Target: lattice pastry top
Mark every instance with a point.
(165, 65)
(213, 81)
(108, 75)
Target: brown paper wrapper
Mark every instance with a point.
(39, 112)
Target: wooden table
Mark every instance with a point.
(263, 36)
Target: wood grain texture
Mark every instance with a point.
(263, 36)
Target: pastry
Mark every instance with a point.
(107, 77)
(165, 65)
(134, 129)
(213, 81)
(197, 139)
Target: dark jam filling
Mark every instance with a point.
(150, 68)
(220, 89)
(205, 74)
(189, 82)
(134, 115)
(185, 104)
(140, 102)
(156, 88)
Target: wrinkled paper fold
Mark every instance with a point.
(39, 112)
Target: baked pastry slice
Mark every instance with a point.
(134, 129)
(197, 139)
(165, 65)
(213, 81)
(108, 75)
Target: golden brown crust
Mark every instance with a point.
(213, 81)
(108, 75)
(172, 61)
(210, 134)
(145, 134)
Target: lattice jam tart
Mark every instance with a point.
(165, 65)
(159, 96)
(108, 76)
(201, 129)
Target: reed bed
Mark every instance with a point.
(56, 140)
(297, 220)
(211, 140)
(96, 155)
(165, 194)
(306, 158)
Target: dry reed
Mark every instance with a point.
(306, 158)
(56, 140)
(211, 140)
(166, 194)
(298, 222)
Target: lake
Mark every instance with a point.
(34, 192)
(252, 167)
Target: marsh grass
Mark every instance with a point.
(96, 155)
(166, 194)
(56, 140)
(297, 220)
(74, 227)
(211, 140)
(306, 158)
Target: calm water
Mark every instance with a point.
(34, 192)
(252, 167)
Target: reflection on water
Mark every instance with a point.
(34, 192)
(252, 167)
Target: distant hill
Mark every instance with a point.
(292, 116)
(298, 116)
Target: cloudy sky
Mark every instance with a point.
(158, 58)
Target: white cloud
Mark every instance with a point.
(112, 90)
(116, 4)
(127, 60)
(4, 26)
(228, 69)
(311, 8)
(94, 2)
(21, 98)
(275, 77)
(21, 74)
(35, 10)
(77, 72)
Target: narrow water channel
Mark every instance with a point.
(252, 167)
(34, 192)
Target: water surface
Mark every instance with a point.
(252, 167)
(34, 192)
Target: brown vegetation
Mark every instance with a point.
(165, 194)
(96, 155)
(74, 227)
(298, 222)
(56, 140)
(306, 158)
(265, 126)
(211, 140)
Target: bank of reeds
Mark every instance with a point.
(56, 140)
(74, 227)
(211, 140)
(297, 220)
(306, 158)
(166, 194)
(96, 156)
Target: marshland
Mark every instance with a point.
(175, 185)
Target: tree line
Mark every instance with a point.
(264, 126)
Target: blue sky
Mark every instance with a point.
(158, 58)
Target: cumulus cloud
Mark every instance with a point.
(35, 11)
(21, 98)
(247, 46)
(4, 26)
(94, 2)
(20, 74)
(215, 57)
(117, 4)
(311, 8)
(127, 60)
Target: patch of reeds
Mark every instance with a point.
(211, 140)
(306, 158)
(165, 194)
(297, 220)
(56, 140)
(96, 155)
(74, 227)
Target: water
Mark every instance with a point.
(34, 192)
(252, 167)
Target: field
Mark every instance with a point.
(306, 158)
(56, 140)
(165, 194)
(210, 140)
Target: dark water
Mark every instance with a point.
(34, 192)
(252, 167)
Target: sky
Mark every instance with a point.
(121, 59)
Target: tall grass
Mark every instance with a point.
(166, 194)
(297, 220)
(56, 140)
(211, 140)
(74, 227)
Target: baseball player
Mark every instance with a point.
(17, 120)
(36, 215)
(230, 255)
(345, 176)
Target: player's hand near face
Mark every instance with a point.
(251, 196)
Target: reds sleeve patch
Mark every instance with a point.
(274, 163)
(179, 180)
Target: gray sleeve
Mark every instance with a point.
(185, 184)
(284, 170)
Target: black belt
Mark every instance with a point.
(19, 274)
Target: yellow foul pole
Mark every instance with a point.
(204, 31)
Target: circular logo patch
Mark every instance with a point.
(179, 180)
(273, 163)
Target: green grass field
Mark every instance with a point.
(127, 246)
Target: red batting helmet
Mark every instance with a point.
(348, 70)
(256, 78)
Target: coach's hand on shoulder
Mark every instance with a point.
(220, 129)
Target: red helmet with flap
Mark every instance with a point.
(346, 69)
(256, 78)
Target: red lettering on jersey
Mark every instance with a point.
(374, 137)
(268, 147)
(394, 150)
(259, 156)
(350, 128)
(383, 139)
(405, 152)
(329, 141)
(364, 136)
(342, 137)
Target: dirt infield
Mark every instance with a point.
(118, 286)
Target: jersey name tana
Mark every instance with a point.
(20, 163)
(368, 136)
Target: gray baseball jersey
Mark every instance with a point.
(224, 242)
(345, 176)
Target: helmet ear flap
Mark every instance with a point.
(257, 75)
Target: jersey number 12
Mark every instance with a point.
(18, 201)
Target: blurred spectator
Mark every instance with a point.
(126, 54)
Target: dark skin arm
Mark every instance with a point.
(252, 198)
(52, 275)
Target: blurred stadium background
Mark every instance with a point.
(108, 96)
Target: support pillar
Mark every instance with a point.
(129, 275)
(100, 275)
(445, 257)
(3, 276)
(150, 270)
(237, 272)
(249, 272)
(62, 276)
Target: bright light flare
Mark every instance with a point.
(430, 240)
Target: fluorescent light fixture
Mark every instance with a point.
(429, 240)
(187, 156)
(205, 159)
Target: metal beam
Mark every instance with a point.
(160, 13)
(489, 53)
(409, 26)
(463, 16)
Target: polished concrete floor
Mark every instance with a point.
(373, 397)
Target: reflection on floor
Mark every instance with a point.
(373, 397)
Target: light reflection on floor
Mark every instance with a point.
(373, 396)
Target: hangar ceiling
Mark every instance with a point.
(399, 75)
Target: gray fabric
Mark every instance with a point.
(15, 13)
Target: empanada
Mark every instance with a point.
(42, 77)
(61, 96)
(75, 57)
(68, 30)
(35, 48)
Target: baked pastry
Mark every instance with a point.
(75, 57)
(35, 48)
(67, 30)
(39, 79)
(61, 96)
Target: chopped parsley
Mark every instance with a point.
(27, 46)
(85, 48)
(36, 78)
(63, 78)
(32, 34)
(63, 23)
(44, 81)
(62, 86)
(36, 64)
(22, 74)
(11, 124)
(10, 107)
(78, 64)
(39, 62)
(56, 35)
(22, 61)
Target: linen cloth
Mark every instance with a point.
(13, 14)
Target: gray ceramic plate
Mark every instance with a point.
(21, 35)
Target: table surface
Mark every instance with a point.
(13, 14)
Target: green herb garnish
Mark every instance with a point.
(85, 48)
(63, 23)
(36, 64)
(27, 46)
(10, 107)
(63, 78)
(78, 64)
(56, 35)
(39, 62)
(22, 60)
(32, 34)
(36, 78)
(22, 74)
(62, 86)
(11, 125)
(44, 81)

════════════════════

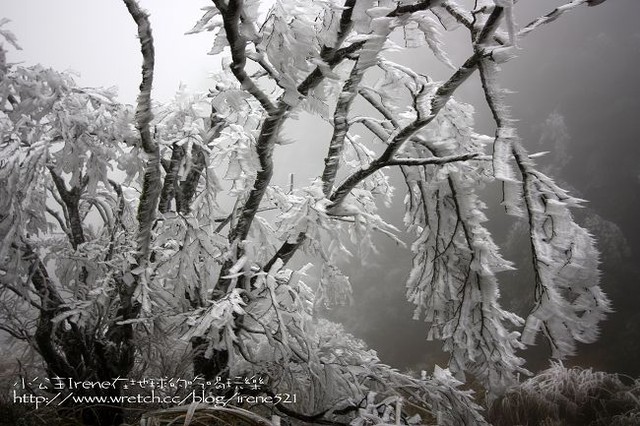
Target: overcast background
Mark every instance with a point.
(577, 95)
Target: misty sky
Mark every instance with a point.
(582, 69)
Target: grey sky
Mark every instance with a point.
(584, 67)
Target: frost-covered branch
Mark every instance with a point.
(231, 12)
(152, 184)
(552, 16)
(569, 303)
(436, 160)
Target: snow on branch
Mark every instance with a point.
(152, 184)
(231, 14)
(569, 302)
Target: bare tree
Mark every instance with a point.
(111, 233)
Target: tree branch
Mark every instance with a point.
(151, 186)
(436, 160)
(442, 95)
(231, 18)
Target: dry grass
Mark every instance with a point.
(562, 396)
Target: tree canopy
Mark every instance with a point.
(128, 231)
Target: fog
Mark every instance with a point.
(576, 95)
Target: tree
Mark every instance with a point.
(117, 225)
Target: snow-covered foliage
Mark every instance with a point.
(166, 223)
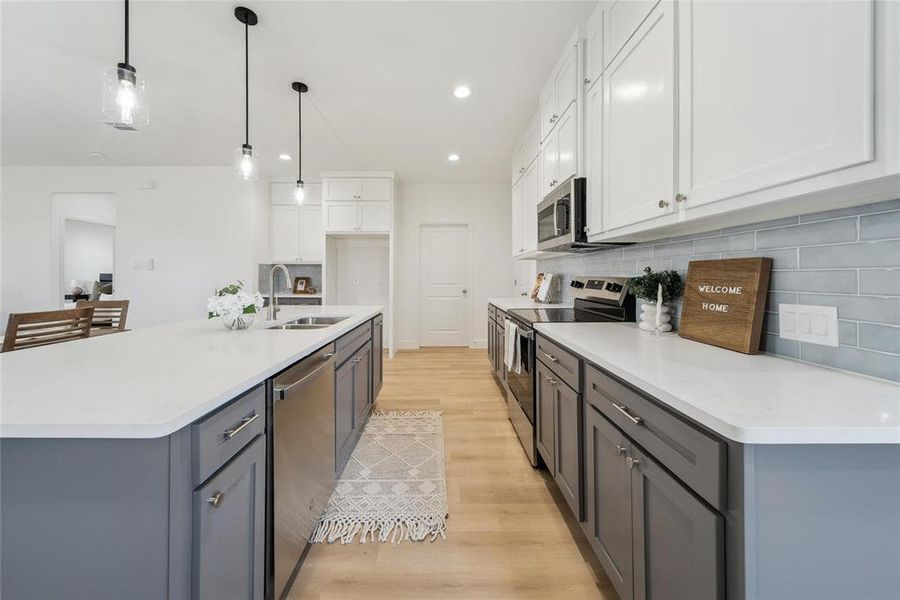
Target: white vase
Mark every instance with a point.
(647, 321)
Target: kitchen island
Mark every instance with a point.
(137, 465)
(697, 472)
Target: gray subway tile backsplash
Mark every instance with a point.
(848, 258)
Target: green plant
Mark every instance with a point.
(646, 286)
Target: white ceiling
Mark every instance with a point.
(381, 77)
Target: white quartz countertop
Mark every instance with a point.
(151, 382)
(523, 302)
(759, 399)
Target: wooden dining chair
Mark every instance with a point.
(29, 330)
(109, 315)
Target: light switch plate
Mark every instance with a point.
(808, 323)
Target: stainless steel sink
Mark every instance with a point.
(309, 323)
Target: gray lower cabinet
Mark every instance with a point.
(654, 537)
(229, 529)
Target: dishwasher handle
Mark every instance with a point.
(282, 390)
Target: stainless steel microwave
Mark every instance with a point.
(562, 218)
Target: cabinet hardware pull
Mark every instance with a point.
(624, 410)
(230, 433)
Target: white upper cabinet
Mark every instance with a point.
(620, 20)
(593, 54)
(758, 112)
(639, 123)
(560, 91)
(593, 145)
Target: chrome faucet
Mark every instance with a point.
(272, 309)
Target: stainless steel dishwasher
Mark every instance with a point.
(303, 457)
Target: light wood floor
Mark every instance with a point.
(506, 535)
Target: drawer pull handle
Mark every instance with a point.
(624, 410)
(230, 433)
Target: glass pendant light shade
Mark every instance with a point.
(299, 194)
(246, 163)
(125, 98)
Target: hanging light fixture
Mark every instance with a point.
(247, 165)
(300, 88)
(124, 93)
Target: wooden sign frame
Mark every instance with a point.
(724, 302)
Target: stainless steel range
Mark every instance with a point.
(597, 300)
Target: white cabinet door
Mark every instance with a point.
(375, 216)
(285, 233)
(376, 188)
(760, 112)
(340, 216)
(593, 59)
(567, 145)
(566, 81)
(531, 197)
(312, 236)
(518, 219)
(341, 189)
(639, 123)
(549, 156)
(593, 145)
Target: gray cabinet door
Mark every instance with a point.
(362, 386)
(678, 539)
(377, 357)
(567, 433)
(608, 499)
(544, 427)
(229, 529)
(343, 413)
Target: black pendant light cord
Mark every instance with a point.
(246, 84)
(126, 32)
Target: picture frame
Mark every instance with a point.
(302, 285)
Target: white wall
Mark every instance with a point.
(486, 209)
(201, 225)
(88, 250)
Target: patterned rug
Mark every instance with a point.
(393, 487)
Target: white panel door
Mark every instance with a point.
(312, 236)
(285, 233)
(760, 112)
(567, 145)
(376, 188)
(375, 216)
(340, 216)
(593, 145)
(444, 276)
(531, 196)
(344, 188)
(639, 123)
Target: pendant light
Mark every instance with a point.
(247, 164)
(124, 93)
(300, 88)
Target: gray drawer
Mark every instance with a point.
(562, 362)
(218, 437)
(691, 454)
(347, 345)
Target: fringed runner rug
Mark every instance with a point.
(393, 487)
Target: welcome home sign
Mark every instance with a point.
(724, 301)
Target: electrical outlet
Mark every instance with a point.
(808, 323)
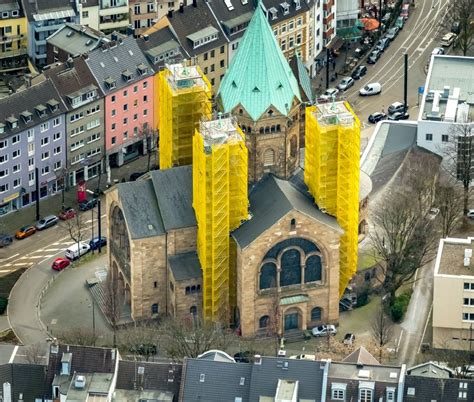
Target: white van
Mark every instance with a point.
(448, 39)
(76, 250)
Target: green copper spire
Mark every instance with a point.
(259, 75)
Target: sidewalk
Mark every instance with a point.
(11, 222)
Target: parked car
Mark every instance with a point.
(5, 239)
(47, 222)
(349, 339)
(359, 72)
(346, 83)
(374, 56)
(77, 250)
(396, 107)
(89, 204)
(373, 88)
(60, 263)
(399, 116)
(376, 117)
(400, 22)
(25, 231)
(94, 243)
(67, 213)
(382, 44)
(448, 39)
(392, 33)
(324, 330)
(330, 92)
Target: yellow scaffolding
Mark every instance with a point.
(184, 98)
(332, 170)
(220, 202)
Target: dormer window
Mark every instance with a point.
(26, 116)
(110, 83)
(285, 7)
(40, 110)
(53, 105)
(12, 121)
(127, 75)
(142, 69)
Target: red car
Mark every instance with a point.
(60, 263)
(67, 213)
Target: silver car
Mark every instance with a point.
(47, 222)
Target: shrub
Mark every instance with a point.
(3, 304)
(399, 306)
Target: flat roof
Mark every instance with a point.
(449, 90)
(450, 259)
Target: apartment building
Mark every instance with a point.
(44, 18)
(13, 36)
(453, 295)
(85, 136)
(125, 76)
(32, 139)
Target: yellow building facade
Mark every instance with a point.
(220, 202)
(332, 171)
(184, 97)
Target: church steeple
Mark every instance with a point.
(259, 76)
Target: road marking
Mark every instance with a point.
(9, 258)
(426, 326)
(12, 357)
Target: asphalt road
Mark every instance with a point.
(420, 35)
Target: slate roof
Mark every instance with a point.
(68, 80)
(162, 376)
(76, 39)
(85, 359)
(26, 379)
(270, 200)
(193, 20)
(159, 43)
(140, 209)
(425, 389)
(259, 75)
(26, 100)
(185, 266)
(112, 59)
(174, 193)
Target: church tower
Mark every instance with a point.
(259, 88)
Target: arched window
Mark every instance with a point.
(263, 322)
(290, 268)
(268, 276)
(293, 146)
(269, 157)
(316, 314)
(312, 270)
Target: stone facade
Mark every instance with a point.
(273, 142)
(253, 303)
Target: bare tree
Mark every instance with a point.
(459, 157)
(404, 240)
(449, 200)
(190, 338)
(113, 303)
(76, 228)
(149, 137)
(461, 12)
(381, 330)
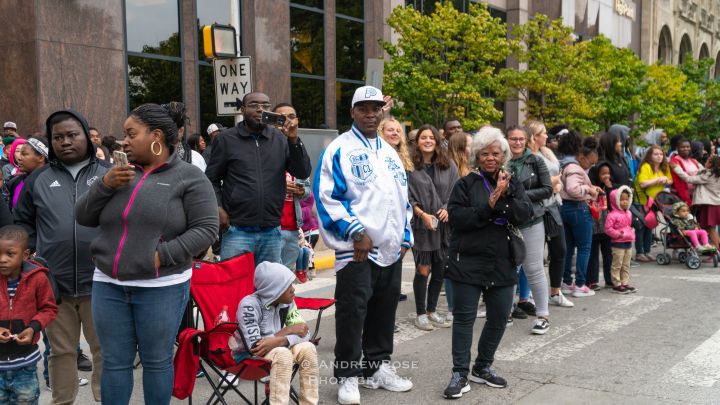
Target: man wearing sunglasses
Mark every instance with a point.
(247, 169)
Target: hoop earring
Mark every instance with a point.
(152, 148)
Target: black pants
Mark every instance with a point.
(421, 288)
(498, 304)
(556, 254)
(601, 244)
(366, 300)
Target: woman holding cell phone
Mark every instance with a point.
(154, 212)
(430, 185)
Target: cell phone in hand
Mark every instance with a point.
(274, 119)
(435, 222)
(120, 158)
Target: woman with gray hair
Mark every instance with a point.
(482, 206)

════════════════════

Would you copy out exactly the lines above that start at the one containing "Target: lattice pastry top" and end at the one containing "Target: baked pastry slice", inclusive?

TASK RESULT:
Target: lattice pastry top
Mark every instance with a point.
(165, 65)
(213, 81)
(108, 75)
Target: brown paper wrapper
Mark every instance with a point.
(39, 112)
Target: wooden table
Mark every instance with a point.
(263, 36)
Target: wood grain texture
Mark every instance with a point.
(263, 36)
Target: pastry
Mark every instance with a point.
(107, 77)
(165, 65)
(134, 129)
(213, 81)
(197, 139)
Target: dark jam filling
Mark every instance with a point.
(150, 68)
(220, 89)
(205, 74)
(189, 82)
(134, 115)
(185, 104)
(140, 102)
(156, 88)
Target: wrinkled paper fold
Mark every instance with a point.
(39, 112)
Target: baked pastry slice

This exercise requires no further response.